Aufgabenstellung
1. Gib den Text über „Tabloid Art History“ von „Die besten Ideen“ bis einschließlich „von Yves Klein.“ wieder und benenne dabei „Hobby“ in „Vergnügen“ um.
2. Von welcher Universität kommen laut dem Text über „Tabloid Art History“ die Kunstgeschichtsstudentinnen, aus deren heimlichem Hobby der Account wurde?

Seitentext
☆ ☆ ☆ ☆ ☆

    Die besten Ideen entstehen manchmal aus Langeweile.
    "Am Anfang war das ein kleines, lustiges Hobby. Wenn wir uns in der Kunstgeschichtsvorlesung gelangweilt haben, haben wir uns unter dem Tisch Nachrichten mit Promibildern geschickt, die zu den Gemälden passten, die wir im Unterricht besprochen haben."
    Aus dem heimlichen Hobby der Kunstgeschichtsstudentinnen von der Universität Edinburgh wurde vor knapp einem Jahr der offizielle Account "Tabloid Art History", auf dem sie täglich Bildpaare twittern. Auf der einen Seite: Sängerin Beyoncé – wie ein Heiligenschein umfängt eine goldene Krone ihren Kopf. Auf der anderen: Eine Holzstatue einer weinenden Madonna mit Sternenkranz. Oder ein Familienbild der Kardashians - alle komplett im Jeanslook – daneben ein monochromes Bild in ultramarin von Yves Klein.
    "Das ist das Schöne an unseren Bildvergleichen: Sie bringen uns dazu, über Bilder zu diskutieren und sie aus einer anderen Perspektive zu betrachten – mit einem Augenzwinkern. Wenn wir das Foto eines brüllenden Donald Trump und Francis Bacons Gemälde 'Der Schrei des Papstes' gegenüberstellen, verändert das den Blick auf diese beiden Bilder. Es entsteht ein Dialog, eine Geschichte."
    Aber ist das mehr als ein Spiel mit unserem Bildgedächtnis, mehr als ein guter Gag? Die Kunsthistorikerin Christina Landbrecht von der Berliner Humboldt-Universität will "Tabloid Art History" auf jeden Fall bei Twitter folgen.
    "Ich find es in erster Linie amüsant. Es macht total Spaß, sich das anzugucken. Es gibt diese formalen Ähnlichkeiten, die dann so bestechend sind auf den ersten Blick, dass man denkt: Oh, wie passend! Was für eine wunderbare Zusammenstellung!"

☆ ☆ ☆ ☆ ☆

Datensatzeinträge

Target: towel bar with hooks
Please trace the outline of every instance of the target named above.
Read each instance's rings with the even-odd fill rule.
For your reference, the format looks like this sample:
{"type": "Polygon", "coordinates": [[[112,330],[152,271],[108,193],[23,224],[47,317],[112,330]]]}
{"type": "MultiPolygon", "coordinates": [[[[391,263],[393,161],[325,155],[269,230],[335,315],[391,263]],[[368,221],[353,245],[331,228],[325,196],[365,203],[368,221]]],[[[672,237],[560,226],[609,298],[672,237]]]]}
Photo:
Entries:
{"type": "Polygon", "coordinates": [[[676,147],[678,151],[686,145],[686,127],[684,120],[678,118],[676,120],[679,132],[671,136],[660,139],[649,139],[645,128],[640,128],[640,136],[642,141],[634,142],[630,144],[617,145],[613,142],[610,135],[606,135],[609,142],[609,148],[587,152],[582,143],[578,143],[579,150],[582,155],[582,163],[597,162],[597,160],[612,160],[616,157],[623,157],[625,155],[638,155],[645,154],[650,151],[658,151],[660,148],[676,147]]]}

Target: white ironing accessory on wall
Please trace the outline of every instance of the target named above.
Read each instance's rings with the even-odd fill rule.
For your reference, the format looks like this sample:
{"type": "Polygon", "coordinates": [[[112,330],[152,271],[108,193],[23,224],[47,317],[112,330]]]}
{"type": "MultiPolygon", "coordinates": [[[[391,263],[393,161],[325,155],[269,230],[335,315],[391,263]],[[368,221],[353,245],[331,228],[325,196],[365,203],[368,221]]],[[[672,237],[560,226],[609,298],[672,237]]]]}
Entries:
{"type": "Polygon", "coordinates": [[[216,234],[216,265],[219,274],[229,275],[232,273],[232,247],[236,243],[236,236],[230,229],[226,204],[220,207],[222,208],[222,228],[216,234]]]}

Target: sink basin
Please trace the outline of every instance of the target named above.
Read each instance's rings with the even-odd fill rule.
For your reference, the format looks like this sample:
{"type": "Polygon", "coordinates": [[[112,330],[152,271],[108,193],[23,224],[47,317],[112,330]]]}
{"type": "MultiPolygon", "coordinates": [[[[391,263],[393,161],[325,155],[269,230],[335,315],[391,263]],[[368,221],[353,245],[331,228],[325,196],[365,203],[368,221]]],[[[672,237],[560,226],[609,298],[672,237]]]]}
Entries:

☆ ☆ ☆ ☆ ☆

Lösungen
1.
Die besten Ideen entstehen manchmal aus Langeweile.
    "Am Anfang war das ein kleines, lustiges Vergnügen. Wenn wir uns in der Kunstgeschichtsvorlesung gelangweilt haben, haben wir uns unter dem Tisch Nachrichten mit Promibildern geschickt, die zu den Gemälden passten, die wir im Unterricht besprochen haben."
    Aus dem heimlichen Vergnügen der Kunstgeschichtsstudentinnen von der Universität Edinburgh wurde vor knapp einem Jahr der offizielle Account "Tabloid Art History", auf dem sie täglich Bildpaare twittern. Auf der einen Seite: Sängerin Beyoncé – wie ein Heiligenschein umfängt eine goldene Krone ihren Kopf. Auf der anderen: Eine Holzstatue einer weinenden Madonna mit Sternenkranz. Oder ein Familienbild der Kardashians - alle komplett im Jeanslook – daneben ein monochromes Bild in ultramarin von Yves Klein.

2. Von der Universität Edinburgh.